Problem details:
The listing below must be reproduced in full, exactly as written.

______

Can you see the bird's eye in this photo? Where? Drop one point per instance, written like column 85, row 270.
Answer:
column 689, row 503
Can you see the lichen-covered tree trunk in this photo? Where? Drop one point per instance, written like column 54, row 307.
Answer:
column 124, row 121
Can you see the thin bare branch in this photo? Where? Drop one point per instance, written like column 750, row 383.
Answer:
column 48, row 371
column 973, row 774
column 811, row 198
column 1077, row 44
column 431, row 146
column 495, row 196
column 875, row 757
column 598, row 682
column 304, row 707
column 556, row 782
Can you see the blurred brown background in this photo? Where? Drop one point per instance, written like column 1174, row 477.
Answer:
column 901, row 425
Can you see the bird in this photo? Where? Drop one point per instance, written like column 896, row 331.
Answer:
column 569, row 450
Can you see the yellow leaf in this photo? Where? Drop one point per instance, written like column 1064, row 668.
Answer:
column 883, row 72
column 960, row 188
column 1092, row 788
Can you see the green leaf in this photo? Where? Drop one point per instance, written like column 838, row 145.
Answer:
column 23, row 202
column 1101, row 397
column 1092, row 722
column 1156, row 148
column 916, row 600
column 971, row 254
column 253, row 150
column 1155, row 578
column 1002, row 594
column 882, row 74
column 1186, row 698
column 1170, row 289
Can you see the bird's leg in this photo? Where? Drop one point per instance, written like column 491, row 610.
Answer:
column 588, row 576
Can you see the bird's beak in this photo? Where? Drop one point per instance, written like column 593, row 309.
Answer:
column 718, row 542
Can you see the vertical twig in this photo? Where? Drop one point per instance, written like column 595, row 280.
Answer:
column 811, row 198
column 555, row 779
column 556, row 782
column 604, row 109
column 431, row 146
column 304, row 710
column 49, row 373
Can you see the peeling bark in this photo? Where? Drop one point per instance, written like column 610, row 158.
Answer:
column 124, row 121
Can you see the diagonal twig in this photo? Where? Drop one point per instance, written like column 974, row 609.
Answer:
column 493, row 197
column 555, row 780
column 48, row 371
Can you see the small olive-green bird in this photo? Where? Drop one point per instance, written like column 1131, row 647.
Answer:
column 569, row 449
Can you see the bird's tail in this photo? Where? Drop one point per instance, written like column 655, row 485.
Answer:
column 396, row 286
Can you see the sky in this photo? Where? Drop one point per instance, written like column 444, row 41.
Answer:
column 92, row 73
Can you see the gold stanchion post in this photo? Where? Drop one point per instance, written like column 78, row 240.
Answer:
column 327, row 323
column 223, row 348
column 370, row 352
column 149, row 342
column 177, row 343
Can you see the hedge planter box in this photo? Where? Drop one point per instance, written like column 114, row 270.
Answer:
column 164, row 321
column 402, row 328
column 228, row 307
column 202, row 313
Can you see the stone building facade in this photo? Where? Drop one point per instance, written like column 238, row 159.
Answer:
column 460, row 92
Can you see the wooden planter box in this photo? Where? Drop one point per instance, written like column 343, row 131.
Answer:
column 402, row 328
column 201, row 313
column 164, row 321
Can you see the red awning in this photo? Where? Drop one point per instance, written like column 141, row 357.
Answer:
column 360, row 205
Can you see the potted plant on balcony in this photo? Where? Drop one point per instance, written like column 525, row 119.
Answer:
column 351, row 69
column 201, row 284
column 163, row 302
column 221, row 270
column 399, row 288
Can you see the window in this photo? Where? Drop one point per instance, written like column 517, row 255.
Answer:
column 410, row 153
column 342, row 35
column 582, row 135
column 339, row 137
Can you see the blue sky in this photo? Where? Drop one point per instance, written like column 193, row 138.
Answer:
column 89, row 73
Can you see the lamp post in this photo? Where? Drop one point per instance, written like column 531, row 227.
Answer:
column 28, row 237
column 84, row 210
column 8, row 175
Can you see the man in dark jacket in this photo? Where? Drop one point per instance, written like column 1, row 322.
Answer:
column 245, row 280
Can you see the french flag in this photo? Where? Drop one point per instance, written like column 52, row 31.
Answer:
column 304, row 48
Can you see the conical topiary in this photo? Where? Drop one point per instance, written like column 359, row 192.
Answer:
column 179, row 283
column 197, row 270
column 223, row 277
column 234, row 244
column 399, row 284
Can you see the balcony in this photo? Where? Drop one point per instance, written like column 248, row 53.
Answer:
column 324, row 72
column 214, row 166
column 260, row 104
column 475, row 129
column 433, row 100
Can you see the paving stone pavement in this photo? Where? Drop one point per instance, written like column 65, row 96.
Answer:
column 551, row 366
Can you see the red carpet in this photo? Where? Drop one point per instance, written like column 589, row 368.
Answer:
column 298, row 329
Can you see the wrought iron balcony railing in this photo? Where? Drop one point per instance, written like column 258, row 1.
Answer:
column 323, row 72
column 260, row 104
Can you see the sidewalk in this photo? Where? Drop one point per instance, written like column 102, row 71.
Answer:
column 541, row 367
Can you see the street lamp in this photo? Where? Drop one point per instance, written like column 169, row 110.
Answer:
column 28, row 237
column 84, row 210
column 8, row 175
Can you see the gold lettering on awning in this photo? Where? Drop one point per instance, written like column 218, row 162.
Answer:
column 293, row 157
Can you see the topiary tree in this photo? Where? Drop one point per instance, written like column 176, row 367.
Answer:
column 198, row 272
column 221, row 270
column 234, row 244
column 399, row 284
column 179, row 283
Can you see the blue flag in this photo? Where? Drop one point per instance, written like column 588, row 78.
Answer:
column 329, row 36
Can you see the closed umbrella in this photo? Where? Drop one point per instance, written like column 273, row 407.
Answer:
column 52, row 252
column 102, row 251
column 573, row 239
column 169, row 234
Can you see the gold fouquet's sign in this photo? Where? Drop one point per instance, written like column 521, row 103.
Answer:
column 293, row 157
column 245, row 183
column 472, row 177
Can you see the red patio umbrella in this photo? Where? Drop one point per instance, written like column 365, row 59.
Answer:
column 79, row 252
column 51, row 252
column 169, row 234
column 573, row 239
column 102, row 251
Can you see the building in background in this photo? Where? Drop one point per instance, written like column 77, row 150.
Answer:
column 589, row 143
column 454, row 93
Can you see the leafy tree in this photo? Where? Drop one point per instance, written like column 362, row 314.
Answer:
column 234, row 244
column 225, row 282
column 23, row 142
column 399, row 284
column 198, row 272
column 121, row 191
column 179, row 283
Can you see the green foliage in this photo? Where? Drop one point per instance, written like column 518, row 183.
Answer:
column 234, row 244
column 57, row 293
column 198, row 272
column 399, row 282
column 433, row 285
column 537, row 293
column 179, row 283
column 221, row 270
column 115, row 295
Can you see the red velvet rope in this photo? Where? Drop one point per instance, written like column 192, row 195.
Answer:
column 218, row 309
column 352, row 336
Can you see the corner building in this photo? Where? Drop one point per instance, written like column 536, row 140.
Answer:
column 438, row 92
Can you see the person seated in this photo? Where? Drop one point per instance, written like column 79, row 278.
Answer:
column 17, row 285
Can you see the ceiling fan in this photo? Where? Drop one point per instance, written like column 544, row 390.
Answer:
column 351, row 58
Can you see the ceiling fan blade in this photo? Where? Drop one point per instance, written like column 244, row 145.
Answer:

______

Task solution:
Can you see the bird's eye in this photo? Where? Drop one point per instance, written like column 85, row 270.
Answer:
column 689, row 503
Can you see the lichen-covered tree trunk in this photo? Where? Drop one point per instance, written like column 54, row 307.
Answer:
column 124, row 121
Can you see the thin bare branch in this photo? Where? Drop one point per instance, written like column 750, row 383.
Answer:
column 48, row 371
column 973, row 774
column 811, row 198
column 1077, row 44
column 431, row 146
column 495, row 196
column 875, row 757
column 598, row 682
column 304, row 707
column 556, row 782
Can you see the blurred brown background in this photo? Where? Drop one point per instance, written like column 1174, row 477.
Answer:
column 901, row 425
Can you see the bird in this photo? Where? Drop one point per instance, written like column 896, row 331.
Answer:
column 569, row 450
Can you see the yellow leaf in this photo? Where? Drop one point per instance, written like column 1064, row 668.
Answer:
column 883, row 72
column 960, row 188
column 1092, row 788
Can you see the green leaf in this photo? Where? Drop one point per instance, written like column 838, row 145.
Answer:
column 23, row 202
column 1101, row 397
column 1092, row 722
column 1156, row 148
column 916, row 600
column 971, row 254
column 253, row 150
column 1155, row 578
column 1002, row 594
column 882, row 74
column 1186, row 698
column 1170, row 289
Can you see the bird's leg in this photo? Where? Drop one point per instance, written like column 491, row 610.
Answer:
column 588, row 576
Can you see the bird's beak in this photo? Where? Drop one point per instance, written like column 593, row 309.
Answer:
column 718, row 542
Can you see the vertical twig in this photo? Where? Drop one point per instance, written like column 595, row 280.
Answer:
column 811, row 198
column 555, row 779
column 556, row 782
column 604, row 109
column 431, row 146
column 304, row 710
column 49, row 373
Can you see the peeling bark in this photo? Where? Drop one point per instance, written like column 610, row 158.
Answer:
column 124, row 121
Can you see the diagonal twig in this photo? Where? Drop one point per instance, written like column 974, row 609.
Answer:
column 493, row 197
column 555, row 780
column 48, row 371
Can you see the small olive-green bird in this photo? Where? Drop one point per instance, written like column 1131, row 647.
Answer:
column 569, row 449
Can you see the bird's tail in this photo? Where? Drop one point per instance, written like column 655, row 485.
Answer:
column 396, row 286
Can you see the sky in this photo? Where? Drop one point per instance, written like column 444, row 41.
Answer:
column 92, row 73
Can you see the gold stanchion post in this photo? Where? Drop one point per instance, written like column 78, row 240.
Answer:
column 327, row 323
column 223, row 348
column 370, row 352
column 149, row 342
column 177, row 343
Can you see the hedge planter box in this photo? Where? Drop one point per instance, written like column 114, row 270.
Answer:
column 164, row 321
column 402, row 328
column 228, row 307
column 202, row 313
Can you see the stone building facade in this photo? Where? Drop one point per instance, written like column 238, row 159.
Answer:
column 460, row 92
Can you see the wooden planter box in this photo? Where? Drop one point per instance, written like column 343, row 131.
Answer:
column 402, row 328
column 201, row 313
column 164, row 321
Can you see the red awning in this photo? Where? Drop one point per instance, written like column 141, row 357.
Answer:
column 360, row 205
Can you see the potted plant on balcony in this photo? Where? Drop one point per instance, written like column 525, row 119.
Answer:
column 351, row 69
column 201, row 284
column 163, row 302
column 221, row 270
column 399, row 288
Can you see the window in this photo? Where? Drop one point per instance, written like column 517, row 255.
Answer:
column 410, row 153
column 342, row 35
column 582, row 135
column 339, row 137
Can you see the blue sky in this photo? Where? Drop one point per instance, written like column 193, row 138.
Answer:
column 89, row 73
Can you see the lamp post in this photo? Where? Drop one point per instance, written like column 531, row 227.
Answer:
column 28, row 237
column 84, row 210
column 8, row 175
Can you see the man in dark jacket in this photo? Where? Drop one point per instance, written like column 1, row 322.
Answer:
column 245, row 280
Can you see the french flag in this photo? Where? Drop one point per instance, written like column 52, row 31.
Answer:
column 304, row 48
Can you see the conical topiary in this photo? Where? Drop one point per instance, written like column 359, row 192.
Answer:
column 179, row 283
column 197, row 270
column 223, row 277
column 234, row 244
column 399, row 284
Can you see the balcony in this photo? Where? Drop one point per instance, written like column 248, row 53.
Answer:
column 324, row 72
column 214, row 166
column 260, row 104
column 475, row 129
column 433, row 100
Can you see the paving stone pavement in this photo? Where? Drop one point per instance, written like column 65, row 96.
Answer:
column 551, row 366
Can you see the red carpet in this photo? Where? Drop one point per instance, written like column 589, row 368.
Answer:
column 298, row 329
Can you see the wrought iron balcony railing in this photo? Where? Drop one point per instance, written like column 258, row 1.
Answer:
column 323, row 72
column 260, row 104
Can you see the sidewalk in this photo? Where? Drop one point per instance, written like column 102, row 71.
Answer:
column 541, row 367
Can you see the street lamp in this photo? Where? Drop one point per instance, written like column 169, row 110.
Answer:
column 28, row 237
column 84, row 210
column 8, row 175
Can you see the gold lettering on awning in this photo? Where? Drop one point per instance, written like column 218, row 162.
Answer:
column 293, row 157
Can you see the topiary tree in this photo? Where? Drop one point per instance, written like column 176, row 367.
Answer:
column 198, row 272
column 221, row 270
column 234, row 244
column 399, row 284
column 179, row 283
Can you see the blue flag in this photo? Where? Drop one point per instance, written like column 588, row 78.
Answer:
column 329, row 36
Can you see the closed umbrella in this photo? Where? Drop one point per instance, written like column 273, row 407.
Answer:
column 52, row 252
column 102, row 251
column 573, row 239
column 169, row 234
Can you see the gold fouquet's sign in this photo? Where? Drop one point per instance, written like column 521, row 103.
Answer:
column 293, row 157
column 245, row 183
column 472, row 177
Can you see the red patio umbrella in this photo? Where? Drop one point per instance, written like column 365, row 59.
Answer:
column 79, row 252
column 51, row 252
column 169, row 234
column 573, row 239
column 102, row 251
Can you see the building in background in this photo? Where? Drop one point per instance, written like column 77, row 150.
Answer:
column 589, row 143
column 454, row 93
Can you see the leafy tree in this photo? Where? Drop one point per instance, written like column 362, row 314.
Answer:
column 234, row 244
column 225, row 282
column 23, row 142
column 399, row 284
column 198, row 272
column 121, row 191
column 179, row 283
Can you see the green foliage in this photo? Where? Drop one point per instance, written like column 518, row 183.
Answer:
column 234, row 244
column 57, row 293
column 198, row 272
column 399, row 282
column 433, row 285
column 537, row 293
column 179, row 283
column 221, row 270
column 115, row 295
Can you see the red velvet rope in this photo? Where? Drop one point per instance, written like column 192, row 195.
Answer:
column 218, row 309
column 352, row 336
Can you see the corner building in this photo? Where? Drop one point per instance, written like column 536, row 140.
Answer:
column 438, row 92
Can you see the person seated in this photo? Where? Drop one point per instance, written like column 79, row 278.
Answer:
column 17, row 285
Can you see the ceiling fan in this photo? Where? Drop one point per instance, written like column 544, row 390.
Answer:
column 351, row 58
Can you see the ceiling fan blade in this photo? Where? Drop one point per instance, written like column 244, row 145.
Answer:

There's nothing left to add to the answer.